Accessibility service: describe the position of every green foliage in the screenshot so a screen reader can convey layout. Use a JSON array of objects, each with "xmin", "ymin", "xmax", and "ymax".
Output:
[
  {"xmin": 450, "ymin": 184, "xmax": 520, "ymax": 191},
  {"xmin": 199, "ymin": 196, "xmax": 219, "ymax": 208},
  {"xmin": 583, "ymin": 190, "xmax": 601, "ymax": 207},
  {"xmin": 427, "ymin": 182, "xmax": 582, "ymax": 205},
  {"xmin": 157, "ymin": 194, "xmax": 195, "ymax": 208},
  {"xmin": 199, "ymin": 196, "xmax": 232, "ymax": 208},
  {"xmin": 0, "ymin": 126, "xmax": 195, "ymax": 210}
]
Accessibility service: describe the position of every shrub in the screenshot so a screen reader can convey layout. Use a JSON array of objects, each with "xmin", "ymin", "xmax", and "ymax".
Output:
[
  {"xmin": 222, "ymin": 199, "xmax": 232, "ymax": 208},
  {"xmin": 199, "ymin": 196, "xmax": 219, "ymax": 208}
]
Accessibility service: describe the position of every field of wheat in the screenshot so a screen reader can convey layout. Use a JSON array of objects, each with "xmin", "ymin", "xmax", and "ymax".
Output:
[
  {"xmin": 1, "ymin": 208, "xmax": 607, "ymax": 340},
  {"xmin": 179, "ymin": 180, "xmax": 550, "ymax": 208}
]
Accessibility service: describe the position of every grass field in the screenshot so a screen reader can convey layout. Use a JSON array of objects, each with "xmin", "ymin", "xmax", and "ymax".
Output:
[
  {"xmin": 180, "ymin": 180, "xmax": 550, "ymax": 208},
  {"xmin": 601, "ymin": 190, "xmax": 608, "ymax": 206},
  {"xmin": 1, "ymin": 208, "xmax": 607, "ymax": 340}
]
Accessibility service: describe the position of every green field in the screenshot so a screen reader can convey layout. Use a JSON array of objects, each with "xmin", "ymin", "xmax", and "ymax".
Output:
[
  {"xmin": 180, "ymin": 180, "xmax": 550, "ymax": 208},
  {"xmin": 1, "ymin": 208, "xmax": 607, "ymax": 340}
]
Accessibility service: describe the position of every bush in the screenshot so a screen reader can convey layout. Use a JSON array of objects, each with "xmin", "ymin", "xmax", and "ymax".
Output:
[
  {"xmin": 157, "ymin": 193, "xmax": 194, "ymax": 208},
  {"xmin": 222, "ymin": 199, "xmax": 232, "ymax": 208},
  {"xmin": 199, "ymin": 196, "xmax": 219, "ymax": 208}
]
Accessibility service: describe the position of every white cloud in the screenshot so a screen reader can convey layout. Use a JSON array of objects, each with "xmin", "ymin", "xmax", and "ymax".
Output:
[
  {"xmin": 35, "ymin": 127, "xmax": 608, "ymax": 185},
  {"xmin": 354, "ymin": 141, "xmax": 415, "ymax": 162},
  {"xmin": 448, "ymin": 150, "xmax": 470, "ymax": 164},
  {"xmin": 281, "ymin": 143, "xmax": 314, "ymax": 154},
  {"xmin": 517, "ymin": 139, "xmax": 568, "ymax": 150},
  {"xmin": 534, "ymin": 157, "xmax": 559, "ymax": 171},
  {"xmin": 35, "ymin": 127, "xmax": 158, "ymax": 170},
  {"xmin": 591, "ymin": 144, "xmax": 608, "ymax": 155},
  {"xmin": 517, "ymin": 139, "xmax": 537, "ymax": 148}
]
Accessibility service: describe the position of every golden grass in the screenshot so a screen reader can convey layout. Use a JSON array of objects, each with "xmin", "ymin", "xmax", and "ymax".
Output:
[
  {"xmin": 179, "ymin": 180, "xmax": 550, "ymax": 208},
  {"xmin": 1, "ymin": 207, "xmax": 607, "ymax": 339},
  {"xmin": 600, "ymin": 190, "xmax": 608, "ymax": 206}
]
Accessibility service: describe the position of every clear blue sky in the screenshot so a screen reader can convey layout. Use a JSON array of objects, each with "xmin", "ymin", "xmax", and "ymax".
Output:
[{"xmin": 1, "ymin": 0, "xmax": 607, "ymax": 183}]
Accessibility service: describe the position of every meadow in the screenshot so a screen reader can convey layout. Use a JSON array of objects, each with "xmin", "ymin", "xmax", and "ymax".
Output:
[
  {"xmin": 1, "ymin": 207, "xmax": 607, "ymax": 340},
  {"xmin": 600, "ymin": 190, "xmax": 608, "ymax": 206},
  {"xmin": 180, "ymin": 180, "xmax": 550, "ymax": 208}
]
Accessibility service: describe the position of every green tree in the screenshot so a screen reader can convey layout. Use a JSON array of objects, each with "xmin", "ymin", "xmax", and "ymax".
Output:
:::
_PROBLEM TO WORK ON_
Word for word, repeat every entry listed above.

_SOLUTION TO THIS PROBLEM_
Accessibility service: describe the position of every green foliage in the screenshot so a screen reader can convey layout. Use a JSON array of objects, each with "xmin", "ymin", "xmax", and "ymax".
Output:
[
  {"xmin": 450, "ymin": 184, "xmax": 520, "ymax": 191},
  {"xmin": 199, "ymin": 196, "xmax": 219, "ymax": 208},
  {"xmin": 583, "ymin": 190, "xmax": 601, "ymax": 207},
  {"xmin": 427, "ymin": 182, "xmax": 582, "ymax": 205},
  {"xmin": 157, "ymin": 194, "xmax": 195, "ymax": 208},
  {"xmin": 199, "ymin": 196, "xmax": 232, "ymax": 208},
  {"xmin": 0, "ymin": 126, "xmax": 195, "ymax": 210}
]
Accessibility service: describe the position of every shrub in the screenshot so a screen reader can convey layout. Use a JSON array of objects, each with "xmin", "ymin", "xmax", and "ymax".
Output:
[
  {"xmin": 222, "ymin": 199, "xmax": 232, "ymax": 208},
  {"xmin": 199, "ymin": 196, "xmax": 219, "ymax": 208}
]
Accessibility service: describe the position of every field of wheat in the screenshot so a screen reader can convey layout. Use a JSON array of objects, each with "xmin", "ymin", "xmax", and "ymax".
Output:
[
  {"xmin": 1, "ymin": 208, "xmax": 607, "ymax": 340},
  {"xmin": 179, "ymin": 180, "xmax": 550, "ymax": 208}
]
Accessibility service: describe the position of every grass field in the screenshot so a screen reader can convey layout. Use a JSON array of objects, each with "xmin", "ymin", "xmax", and "ymax".
Output:
[
  {"xmin": 180, "ymin": 180, "xmax": 550, "ymax": 208},
  {"xmin": 601, "ymin": 190, "xmax": 608, "ymax": 206},
  {"xmin": 1, "ymin": 208, "xmax": 607, "ymax": 340}
]
Accessibility service: describe the position of every green field in the screenshot so a screen reader can convey layout. Use a JSON array of objects, each with "xmin", "ymin", "xmax", and "ymax".
Output:
[
  {"xmin": 180, "ymin": 180, "xmax": 550, "ymax": 208},
  {"xmin": 1, "ymin": 208, "xmax": 607, "ymax": 340}
]
Accessibility service: describe the position of every bush in the screenshot so a screen reader can convey layout. Use a JSON array of objects, each with "xmin", "ymin", "xmax", and "ymax".
Output:
[
  {"xmin": 157, "ymin": 193, "xmax": 194, "ymax": 208},
  {"xmin": 222, "ymin": 199, "xmax": 232, "ymax": 208},
  {"xmin": 199, "ymin": 196, "xmax": 219, "ymax": 208}
]
Accessibility service: describe the position of every white cloud in the screenshot so a screen reader can convey layout. Use a JSON array of objects, each with "xmin", "ymin", "xmax", and "ymax".
Output:
[
  {"xmin": 35, "ymin": 127, "xmax": 608, "ymax": 185},
  {"xmin": 354, "ymin": 141, "xmax": 415, "ymax": 162},
  {"xmin": 448, "ymin": 150, "xmax": 470, "ymax": 164},
  {"xmin": 281, "ymin": 143, "xmax": 314, "ymax": 154},
  {"xmin": 517, "ymin": 139, "xmax": 568, "ymax": 150},
  {"xmin": 534, "ymin": 157, "xmax": 559, "ymax": 171},
  {"xmin": 35, "ymin": 127, "xmax": 158, "ymax": 170},
  {"xmin": 591, "ymin": 144, "xmax": 608, "ymax": 155},
  {"xmin": 517, "ymin": 139, "xmax": 537, "ymax": 148}
]
Accessibility service: describe the position of every golden grass in the screenshot so a screen reader can convey layout. Use a JSON array of objects, each with "xmin", "ymin", "xmax", and "ymax".
Output:
[
  {"xmin": 179, "ymin": 180, "xmax": 550, "ymax": 208},
  {"xmin": 1, "ymin": 207, "xmax": 607, "ymax": 339},
  {"xmin": 600, "ymin": 190, "xmax": 608, "ymax": 206}
]
Accessibility service: describe the position of every clear blue sky in the screenshot so a screen reader can convey layout. Use a JSON array of objects, each with "xmin", "ymin", "xmax", and "ymax".
Output:
[{"xmin": 1, "ymin": 0, "xmax": 607, "ymax": 183}]
Accessibility service: describe the position of every meadow in the screenshot so a screen reader can convey layout. Use a JSON array of objects, each with "xmin", "ymin", "xmax", and "ymax".
Output:
[
  {"xmin": 1, "ymin": 207, "xmax": 607, "ymax": 340},
  {"xmin": 600, "ymin": 190, "xmax": 608, "ymax": 206},
  {"xmin": 180, "ymin": 180, "xmax": 550, "ymax": 208}
]
Accessibility service: describe the position of every green tree in the screenshot so a screen reader can convey layout. Use a JSON array of objects, each with "xmin", "ymin", "xmax", and "ymax".
Output:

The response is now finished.